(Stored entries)

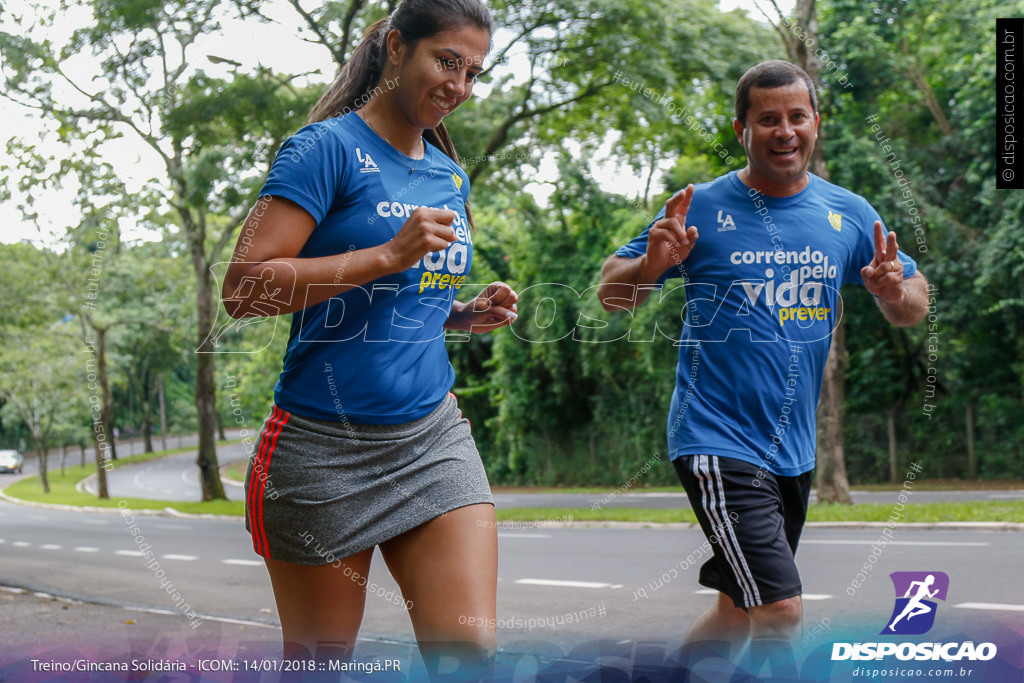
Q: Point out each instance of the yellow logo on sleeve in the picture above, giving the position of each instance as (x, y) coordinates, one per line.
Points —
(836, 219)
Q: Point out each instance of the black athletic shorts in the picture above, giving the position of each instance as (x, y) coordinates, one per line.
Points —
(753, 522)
* * *
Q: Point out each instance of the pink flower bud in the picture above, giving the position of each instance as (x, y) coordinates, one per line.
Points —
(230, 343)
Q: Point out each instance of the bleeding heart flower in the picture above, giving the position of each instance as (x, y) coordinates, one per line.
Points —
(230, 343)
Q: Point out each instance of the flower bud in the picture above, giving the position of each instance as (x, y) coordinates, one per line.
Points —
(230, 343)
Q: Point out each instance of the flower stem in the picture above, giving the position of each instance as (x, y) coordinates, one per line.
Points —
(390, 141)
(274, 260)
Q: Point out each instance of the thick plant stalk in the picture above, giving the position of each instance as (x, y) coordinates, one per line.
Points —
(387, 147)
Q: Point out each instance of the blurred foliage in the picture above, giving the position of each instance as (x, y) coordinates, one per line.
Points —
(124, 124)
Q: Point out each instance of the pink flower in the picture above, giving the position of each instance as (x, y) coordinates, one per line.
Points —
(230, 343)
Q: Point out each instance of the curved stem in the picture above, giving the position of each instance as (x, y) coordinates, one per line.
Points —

__WHAT THE EXERCISE ASKS__
Wherever the string "flower" appears in the data above, copy the line it sits in.

__COMPLETED EXERCISE__
Q: Point out each instance of the pink flower bud in the picture above, giving the position of each instance as (x, y) coordinates, one per line.
Q: Point out each instance of the bleeding heart flower in the picture above, giving the position of each instance as (x, y) coordinates, one per line.
Q: Point out each instance of the flower bud in the picture above, giving the position of each instance as (x, y) coordinates, one per line.
Q: Point out each instance of the flower stem in the picture above, giving the position of each instance as (x, y) coordinates, one per line.
Q: Point out each instance of the pink flower in the picture above, giving the position of each instance as (x, y) coordinates, one per line.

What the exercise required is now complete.